Of all the lines in the entries below, give again exactly those starting at the line containing "Query: yellow hard hat" and ending at the line containing "Query: dirt mound", both ends included, and no others.

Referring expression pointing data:
== Segment start ==
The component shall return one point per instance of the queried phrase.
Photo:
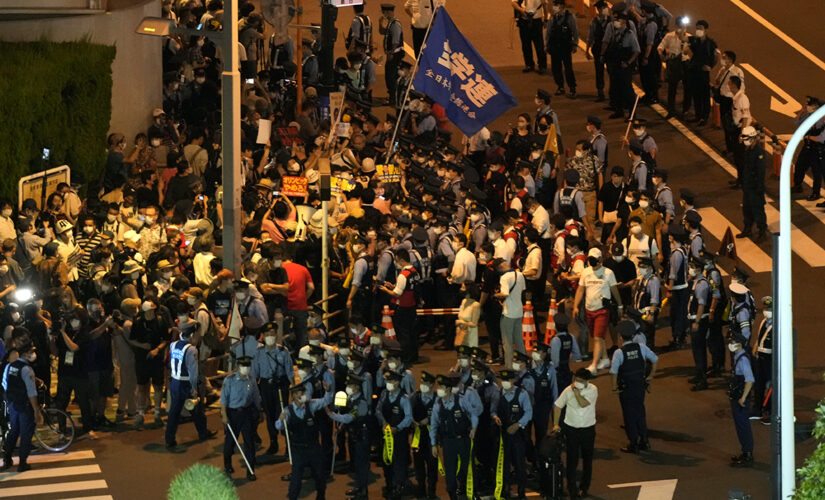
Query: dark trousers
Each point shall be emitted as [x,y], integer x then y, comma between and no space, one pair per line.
[699,346]
[302,457]
[515,454]
[426,465]
[741,420]
[492,315]
[632,399]
[529,31]
[561,63]
[580,443]
[678,313]
[404,320]
[21,424]
[179,392]
[242,421]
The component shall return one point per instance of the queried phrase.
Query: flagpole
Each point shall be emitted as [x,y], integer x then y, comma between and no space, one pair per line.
[391,149]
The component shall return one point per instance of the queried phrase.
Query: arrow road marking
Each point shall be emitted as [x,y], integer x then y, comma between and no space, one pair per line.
[652,490]
[787,108]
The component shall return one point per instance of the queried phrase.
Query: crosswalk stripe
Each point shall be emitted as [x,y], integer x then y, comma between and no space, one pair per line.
[55,472]
[59,457]
[42,489]
[747,251]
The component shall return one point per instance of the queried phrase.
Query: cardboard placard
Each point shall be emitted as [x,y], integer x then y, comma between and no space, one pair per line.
[294,186]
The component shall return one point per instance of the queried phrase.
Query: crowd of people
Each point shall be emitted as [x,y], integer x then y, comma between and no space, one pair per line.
[125,287]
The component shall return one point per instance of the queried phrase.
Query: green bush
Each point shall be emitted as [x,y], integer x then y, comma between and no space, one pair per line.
[202,481]
[55,95]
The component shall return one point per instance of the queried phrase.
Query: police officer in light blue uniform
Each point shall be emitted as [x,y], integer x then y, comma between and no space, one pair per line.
[299,420]
[629,378]
[183,385]
[562,350]
[357,419]
[272,368]
[23,407]
[453,427]
[239,401]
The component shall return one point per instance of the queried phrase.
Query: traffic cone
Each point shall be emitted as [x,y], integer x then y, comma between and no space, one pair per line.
[528,328]
[550,331]
[386,323]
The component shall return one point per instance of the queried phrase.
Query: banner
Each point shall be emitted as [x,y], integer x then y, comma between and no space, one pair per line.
[388,173]
[455,76]
[294,186]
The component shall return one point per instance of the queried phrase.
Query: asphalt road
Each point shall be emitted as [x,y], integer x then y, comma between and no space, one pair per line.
[691,433]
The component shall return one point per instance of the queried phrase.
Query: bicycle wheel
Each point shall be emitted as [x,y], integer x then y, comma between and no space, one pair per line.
[56,433]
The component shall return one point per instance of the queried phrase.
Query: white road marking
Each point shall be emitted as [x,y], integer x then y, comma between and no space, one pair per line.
[651,490]
[779,33]
[42,489]
[746,250]
[55,472]
[787,108]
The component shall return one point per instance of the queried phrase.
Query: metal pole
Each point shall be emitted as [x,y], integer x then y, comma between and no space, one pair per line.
[784,320]
[231,140]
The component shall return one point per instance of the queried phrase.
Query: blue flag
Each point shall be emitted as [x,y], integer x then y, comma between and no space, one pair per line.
[455,76]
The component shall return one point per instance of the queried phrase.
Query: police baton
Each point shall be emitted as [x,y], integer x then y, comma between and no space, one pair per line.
[286,429]
[232,433]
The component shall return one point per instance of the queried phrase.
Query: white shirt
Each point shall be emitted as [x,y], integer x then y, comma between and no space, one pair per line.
[513,281]
[576,416]
[597,286]
[464,267]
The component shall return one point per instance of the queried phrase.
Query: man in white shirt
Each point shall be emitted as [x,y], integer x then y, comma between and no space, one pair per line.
[511,286]
[579,428]
[596,284]
[464,266]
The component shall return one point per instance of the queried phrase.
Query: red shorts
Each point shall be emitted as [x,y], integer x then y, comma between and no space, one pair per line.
[597,322]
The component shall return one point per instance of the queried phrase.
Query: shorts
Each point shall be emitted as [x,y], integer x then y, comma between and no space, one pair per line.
[597,322]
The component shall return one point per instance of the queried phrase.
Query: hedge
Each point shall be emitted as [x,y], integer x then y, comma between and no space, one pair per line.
[55,95]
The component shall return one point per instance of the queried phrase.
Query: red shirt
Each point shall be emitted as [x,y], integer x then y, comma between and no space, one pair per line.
[298,276]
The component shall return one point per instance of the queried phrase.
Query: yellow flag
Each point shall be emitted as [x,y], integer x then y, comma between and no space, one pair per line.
[552,143]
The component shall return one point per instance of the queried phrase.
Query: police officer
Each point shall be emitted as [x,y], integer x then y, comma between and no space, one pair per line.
[629,378]
[753,186]
[562,350]
[739,391]
[453,427]
[511,415]
[562,40]
[23,407]
[239,401]
[357,420]
[300,421]
[272,368]
[183,385]
[426,465]
[394,412]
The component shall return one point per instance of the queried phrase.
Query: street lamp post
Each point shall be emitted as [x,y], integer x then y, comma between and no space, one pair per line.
[784,301]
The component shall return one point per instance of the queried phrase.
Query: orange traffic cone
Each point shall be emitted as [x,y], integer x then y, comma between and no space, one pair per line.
[528,328]
[386,323]
[550,331]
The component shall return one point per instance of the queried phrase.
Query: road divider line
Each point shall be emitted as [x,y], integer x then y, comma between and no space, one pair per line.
[746,250]
[76,470]
[43,489]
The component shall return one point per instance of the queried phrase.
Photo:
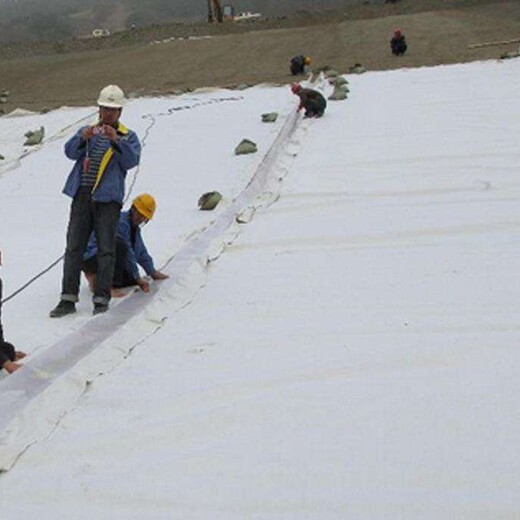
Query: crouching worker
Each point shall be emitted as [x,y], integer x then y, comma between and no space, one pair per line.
[130,249]
[8,354]
[311,100]
[398,43]
[298,64]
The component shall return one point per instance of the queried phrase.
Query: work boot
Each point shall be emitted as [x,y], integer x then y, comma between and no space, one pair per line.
[100,308]
[63,308]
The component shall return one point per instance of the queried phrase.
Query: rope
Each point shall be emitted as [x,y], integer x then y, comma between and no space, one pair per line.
[153,119]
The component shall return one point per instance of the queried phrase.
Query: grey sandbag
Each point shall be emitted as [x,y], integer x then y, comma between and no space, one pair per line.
[339,94]
[357,69]
[246,146]
[339,81]
[331,73]
[35,137]
[209,200]
[271,117]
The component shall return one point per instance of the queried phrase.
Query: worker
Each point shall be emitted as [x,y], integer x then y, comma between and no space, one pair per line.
[298,64]
[310,100]
[102,155]
[8,354]
[398,43]
[131,251]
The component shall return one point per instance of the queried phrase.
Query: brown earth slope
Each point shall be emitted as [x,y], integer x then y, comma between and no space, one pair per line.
[438,32]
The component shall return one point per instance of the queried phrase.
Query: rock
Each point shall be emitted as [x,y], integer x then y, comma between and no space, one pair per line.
[209,200]
[357,69]
[246,146]
[339,94]
[34,138]
[270,117]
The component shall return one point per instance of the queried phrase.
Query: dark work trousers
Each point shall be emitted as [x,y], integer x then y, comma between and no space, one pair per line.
[7,352]
[86,216]
[122,275]
[315,107]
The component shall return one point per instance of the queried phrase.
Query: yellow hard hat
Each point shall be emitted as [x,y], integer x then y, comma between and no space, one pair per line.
[145,204]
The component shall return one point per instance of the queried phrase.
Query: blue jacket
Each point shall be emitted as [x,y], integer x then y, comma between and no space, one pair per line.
[120,157]
[136,252]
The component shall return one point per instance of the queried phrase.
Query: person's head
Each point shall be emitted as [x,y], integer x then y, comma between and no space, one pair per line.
[143,209]
[111,100]
[296,87]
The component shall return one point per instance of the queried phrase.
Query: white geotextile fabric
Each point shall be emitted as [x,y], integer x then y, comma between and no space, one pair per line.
[33,399]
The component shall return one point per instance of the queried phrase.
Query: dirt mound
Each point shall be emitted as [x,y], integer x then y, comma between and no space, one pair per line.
[163,59]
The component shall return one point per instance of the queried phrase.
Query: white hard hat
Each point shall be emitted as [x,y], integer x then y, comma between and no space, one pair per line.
[111,96]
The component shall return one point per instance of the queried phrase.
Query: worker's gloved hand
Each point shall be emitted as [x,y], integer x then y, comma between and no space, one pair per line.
[143,285]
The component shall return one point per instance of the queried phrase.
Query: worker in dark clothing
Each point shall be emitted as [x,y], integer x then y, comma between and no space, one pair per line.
[8,354]
[311,100]
[398,43]
[298,64]
[131,251]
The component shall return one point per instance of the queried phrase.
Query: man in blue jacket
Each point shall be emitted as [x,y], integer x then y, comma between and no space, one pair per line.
[103,154]
[131,251]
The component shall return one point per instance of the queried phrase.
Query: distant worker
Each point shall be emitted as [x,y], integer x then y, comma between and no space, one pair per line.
[398,43]
[311,100]
[8,354]
[103,153]
[130,249]
[298,64]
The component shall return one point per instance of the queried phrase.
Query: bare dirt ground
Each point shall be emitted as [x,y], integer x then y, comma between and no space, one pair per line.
[72,73]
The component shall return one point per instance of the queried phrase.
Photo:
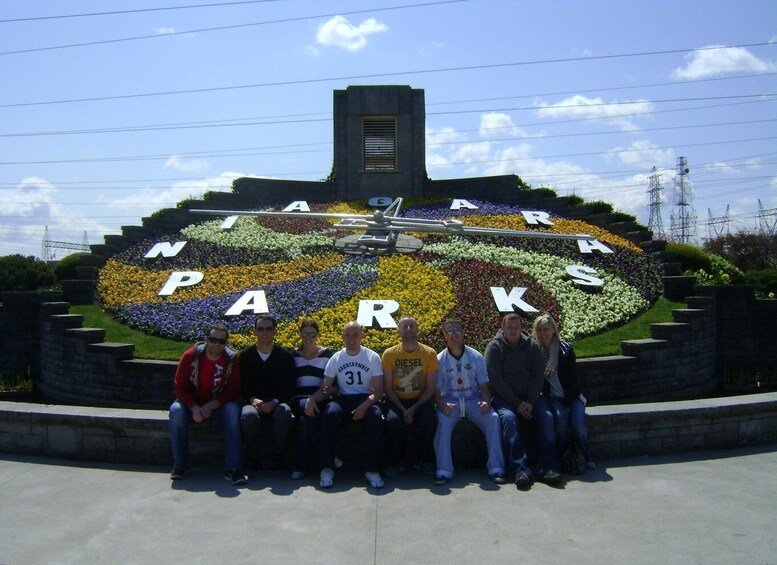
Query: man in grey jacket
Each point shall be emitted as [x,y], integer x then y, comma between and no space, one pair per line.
[515,366]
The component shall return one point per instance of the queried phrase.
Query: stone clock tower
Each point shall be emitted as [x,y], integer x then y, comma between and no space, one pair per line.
[379,141]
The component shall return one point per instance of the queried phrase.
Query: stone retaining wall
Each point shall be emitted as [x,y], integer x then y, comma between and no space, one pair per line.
[141,436]
[77,366]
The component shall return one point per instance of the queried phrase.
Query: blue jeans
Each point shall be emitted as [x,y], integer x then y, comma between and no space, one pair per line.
[578,427]
[552,425]
[280,418]
[308,432]
[338,413]
[424,426]
[512,445]
[180,419]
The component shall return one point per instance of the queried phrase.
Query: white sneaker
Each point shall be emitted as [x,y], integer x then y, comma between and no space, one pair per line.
[374,479]
[327,478]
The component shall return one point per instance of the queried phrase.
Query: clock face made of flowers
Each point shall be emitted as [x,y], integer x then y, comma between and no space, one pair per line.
[469,258]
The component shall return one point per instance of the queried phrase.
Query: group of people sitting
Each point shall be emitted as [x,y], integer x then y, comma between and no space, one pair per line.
[521,377]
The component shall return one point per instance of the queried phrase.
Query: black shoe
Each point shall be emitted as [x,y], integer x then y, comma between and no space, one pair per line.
[236,477]
[523,480]
[550,478]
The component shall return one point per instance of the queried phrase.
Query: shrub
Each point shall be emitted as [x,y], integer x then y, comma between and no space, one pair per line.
[690,257]
[24,273]
[721,272]
[66,267]
[545,191]
[748,251]
[599,207]
[764,280]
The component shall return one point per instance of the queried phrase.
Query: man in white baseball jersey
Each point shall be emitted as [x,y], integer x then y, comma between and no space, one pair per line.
[358,374]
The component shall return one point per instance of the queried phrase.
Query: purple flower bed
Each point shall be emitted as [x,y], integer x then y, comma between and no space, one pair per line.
[197,255]
[185,320]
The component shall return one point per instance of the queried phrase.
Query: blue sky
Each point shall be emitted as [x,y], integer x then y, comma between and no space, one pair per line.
[107,117]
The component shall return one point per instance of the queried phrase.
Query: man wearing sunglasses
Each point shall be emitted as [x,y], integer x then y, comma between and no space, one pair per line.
[207,383]
[462,391]
[269,380]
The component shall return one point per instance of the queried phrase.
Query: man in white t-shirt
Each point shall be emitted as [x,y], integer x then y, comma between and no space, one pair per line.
[462,392]
[358,374]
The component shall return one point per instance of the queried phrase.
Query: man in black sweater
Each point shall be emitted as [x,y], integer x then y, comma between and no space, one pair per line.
[267,384]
== Segment end ==
Your response
Query: yellow hard hat
Each point shall be emitted as [x,y], integer x then y, comma between and no space, one pair per line.
[145,204]
The component shall return one point per instance of the queried phrase.
Query: blue jacket
Each point shall be emitted as [x,y], integer x then y, comma between and no space, one pair per line.
[120,157]
[136,252]
The component shall return one point per instance of the queried phrase.
Query: person's head
Each point shall be emitted as [x,y], integer x then y, comma between and no space, one pair per line.
[143,209]
[111,100]
[296,87]
The component shall return one point per instance of the queried phrase.
Query: white geotextile fabric
Each point shall be emitted as [x,y], integer x then y, comma between and no space, one pair per line.
[33,399]
The component shall return one point per instance of the queried phrase.
Query: dirt mound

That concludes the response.